*Challenge*:
How many of the rows below contain the string "foot"? Letter case counts, and the reply should be that number alone.

*Dataset extract*:
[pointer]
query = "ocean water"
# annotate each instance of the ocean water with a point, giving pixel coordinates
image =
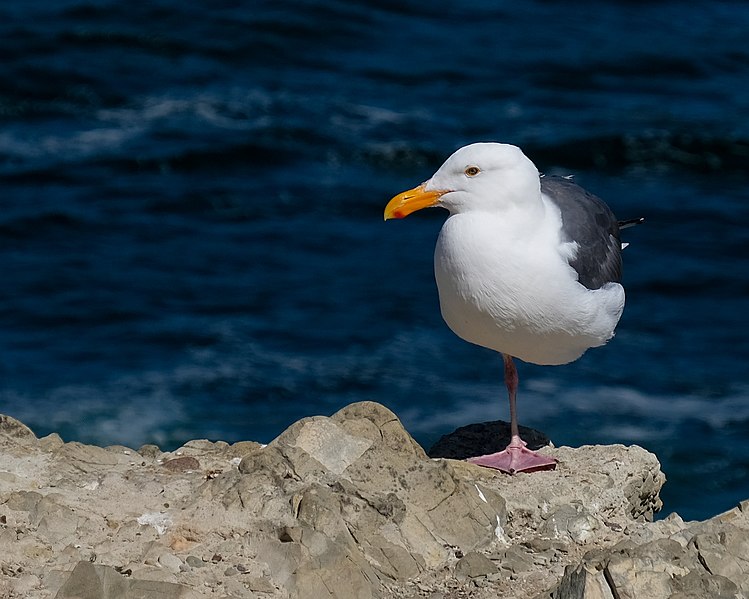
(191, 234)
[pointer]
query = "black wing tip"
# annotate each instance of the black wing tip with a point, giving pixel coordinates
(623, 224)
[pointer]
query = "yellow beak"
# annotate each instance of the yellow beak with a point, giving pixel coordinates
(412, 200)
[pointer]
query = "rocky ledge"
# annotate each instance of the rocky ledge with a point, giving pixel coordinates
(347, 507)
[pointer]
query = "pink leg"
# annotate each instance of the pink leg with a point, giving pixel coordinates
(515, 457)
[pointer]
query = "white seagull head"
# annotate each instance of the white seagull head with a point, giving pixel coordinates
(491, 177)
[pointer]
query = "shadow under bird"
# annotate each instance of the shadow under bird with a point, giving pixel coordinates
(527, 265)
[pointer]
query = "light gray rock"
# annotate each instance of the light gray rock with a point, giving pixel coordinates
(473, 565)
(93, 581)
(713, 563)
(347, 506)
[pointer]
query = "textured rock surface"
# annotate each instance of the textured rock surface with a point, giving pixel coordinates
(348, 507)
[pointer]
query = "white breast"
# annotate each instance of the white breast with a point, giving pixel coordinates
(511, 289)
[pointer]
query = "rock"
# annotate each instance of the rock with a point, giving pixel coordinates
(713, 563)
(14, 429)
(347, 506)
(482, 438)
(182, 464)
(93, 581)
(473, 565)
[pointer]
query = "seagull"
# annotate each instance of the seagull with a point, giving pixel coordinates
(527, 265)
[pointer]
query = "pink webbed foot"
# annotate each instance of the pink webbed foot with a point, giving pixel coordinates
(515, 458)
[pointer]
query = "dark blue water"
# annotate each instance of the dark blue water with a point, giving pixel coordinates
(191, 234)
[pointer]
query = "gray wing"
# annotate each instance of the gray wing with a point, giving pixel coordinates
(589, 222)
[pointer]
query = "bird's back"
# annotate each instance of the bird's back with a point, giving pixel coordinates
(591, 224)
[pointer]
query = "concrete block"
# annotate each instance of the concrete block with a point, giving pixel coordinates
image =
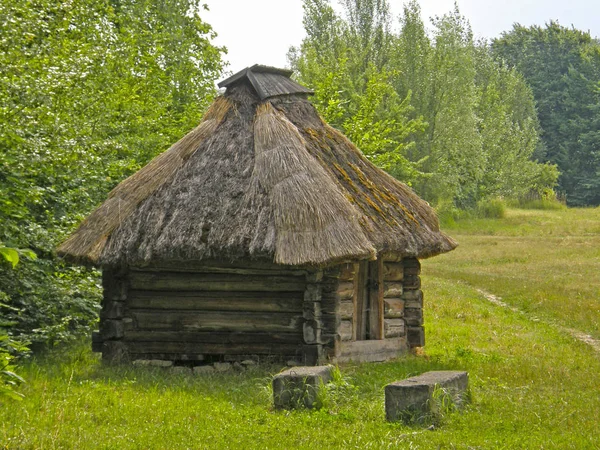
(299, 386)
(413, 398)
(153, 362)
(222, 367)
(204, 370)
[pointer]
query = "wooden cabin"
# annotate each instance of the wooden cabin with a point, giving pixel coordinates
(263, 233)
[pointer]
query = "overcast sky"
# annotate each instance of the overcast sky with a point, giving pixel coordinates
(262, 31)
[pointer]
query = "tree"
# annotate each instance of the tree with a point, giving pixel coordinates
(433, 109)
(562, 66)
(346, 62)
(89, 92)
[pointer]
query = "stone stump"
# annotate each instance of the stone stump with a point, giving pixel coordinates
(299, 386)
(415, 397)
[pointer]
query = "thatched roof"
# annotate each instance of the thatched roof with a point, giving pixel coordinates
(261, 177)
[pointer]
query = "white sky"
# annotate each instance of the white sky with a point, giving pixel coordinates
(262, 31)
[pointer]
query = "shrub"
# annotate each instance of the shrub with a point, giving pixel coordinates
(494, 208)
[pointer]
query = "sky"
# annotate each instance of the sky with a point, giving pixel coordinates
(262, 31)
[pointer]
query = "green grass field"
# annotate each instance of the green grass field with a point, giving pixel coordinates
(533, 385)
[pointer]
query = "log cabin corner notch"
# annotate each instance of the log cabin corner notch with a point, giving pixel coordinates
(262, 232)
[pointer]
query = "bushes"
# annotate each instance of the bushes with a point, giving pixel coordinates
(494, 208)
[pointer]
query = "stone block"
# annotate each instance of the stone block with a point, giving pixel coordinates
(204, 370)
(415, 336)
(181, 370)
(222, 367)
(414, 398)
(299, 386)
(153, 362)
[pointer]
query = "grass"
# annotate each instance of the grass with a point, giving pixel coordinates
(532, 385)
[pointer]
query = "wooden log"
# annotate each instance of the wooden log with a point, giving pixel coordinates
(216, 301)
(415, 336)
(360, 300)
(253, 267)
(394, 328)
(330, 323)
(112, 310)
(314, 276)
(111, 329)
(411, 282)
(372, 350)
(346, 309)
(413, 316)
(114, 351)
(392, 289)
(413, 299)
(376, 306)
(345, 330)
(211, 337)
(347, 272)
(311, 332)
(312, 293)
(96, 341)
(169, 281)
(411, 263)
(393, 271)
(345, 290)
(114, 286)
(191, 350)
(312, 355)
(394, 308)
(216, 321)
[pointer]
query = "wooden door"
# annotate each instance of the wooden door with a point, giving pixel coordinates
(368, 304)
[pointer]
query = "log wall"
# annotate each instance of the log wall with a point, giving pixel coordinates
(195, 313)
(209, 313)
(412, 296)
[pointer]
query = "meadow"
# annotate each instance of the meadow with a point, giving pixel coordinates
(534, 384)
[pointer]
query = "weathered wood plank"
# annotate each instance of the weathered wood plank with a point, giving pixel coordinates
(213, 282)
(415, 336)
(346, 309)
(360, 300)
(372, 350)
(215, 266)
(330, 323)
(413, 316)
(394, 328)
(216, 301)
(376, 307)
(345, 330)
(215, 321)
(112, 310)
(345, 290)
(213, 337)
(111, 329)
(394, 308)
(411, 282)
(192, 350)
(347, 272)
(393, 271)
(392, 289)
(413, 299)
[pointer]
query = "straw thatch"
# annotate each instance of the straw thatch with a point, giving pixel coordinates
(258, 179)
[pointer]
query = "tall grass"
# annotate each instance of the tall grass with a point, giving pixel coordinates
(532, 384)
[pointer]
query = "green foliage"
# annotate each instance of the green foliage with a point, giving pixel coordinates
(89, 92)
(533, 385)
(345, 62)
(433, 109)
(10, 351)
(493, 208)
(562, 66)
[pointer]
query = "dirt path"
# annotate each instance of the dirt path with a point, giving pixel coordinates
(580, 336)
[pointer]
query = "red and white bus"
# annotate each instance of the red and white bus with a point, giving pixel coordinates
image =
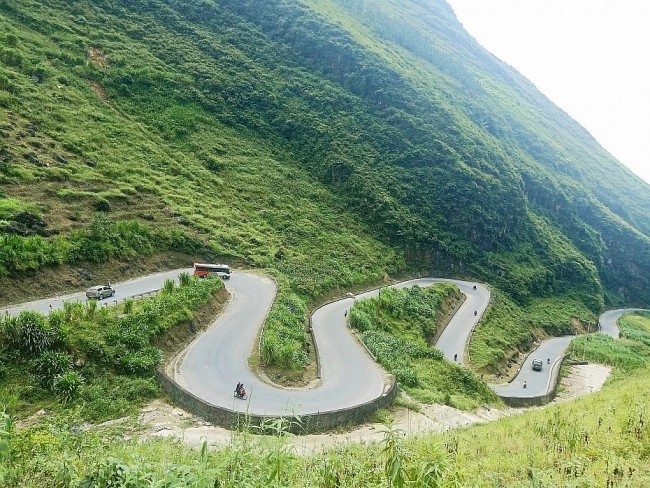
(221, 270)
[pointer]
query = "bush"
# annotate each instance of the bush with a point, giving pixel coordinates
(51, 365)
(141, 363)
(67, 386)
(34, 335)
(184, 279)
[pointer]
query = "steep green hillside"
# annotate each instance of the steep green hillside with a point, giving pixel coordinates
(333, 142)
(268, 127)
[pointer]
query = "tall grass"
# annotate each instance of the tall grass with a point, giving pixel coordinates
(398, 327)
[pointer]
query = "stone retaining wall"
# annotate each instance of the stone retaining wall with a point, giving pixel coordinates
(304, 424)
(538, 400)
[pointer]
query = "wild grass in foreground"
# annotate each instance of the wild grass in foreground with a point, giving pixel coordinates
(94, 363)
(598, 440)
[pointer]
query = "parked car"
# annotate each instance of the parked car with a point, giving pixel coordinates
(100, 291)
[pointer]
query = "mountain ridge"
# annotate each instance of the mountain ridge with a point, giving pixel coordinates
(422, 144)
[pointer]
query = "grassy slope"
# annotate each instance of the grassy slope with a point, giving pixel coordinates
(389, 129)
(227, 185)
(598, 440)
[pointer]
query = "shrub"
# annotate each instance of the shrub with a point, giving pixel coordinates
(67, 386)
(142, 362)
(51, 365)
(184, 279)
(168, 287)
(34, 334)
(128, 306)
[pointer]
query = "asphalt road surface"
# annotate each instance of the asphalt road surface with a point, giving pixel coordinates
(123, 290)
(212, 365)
...
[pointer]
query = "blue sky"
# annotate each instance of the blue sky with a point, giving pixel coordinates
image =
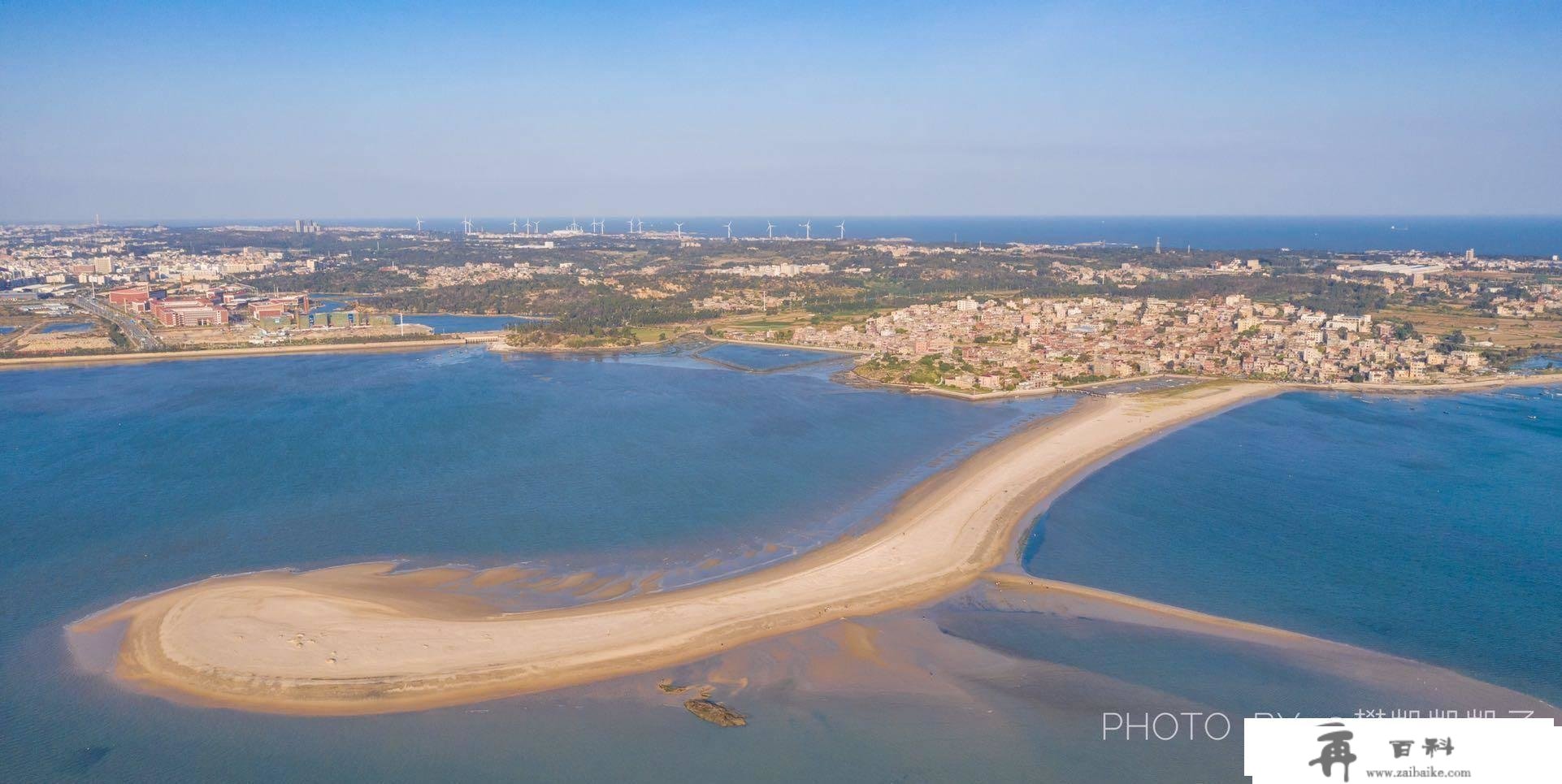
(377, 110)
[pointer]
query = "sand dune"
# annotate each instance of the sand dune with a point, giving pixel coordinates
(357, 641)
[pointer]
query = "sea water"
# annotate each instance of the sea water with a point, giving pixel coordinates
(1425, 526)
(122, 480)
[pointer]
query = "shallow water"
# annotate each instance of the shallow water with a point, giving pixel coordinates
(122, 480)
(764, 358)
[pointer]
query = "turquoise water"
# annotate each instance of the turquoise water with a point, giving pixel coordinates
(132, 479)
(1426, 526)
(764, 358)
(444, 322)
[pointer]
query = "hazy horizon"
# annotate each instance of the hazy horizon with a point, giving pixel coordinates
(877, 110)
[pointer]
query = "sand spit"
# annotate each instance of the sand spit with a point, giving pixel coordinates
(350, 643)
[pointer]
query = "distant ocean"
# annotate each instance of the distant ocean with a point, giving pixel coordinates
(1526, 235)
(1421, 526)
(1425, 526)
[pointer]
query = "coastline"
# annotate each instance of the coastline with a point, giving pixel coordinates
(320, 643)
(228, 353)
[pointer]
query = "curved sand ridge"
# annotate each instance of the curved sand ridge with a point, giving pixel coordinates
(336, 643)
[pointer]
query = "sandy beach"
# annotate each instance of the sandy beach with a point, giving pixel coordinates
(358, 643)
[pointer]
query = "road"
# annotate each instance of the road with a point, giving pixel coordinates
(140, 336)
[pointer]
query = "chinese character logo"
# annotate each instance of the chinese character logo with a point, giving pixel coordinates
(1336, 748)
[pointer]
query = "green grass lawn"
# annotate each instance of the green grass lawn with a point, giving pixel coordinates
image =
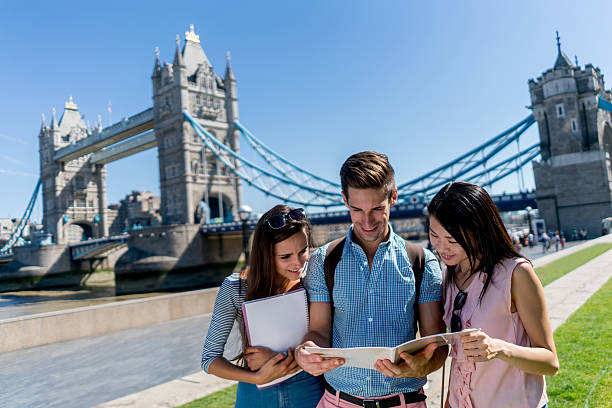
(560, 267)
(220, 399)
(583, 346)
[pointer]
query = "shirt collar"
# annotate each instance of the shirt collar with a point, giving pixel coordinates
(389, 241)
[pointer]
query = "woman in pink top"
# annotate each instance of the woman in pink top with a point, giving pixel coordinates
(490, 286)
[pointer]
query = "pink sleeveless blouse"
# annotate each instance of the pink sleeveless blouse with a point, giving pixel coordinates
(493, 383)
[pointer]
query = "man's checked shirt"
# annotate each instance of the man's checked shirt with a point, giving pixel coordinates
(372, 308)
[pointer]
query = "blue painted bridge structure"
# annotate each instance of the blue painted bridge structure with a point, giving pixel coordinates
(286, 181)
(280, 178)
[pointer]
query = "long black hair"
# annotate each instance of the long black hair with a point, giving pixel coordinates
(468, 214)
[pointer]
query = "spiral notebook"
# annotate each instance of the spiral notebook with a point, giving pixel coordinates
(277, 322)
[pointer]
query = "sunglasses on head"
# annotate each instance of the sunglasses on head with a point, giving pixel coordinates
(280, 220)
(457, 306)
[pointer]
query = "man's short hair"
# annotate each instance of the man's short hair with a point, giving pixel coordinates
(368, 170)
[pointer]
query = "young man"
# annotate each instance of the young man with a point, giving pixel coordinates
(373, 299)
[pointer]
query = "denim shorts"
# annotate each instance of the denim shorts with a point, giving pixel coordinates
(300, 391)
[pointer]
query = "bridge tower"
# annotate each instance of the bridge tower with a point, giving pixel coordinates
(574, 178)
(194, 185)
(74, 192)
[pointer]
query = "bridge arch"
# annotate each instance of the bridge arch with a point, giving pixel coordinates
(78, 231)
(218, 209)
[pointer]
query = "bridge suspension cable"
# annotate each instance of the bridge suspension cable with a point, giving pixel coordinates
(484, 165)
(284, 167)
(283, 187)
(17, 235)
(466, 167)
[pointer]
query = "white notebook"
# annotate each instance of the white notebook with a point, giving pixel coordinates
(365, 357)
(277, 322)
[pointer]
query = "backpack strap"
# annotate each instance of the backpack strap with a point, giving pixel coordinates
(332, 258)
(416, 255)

*The answer*:
2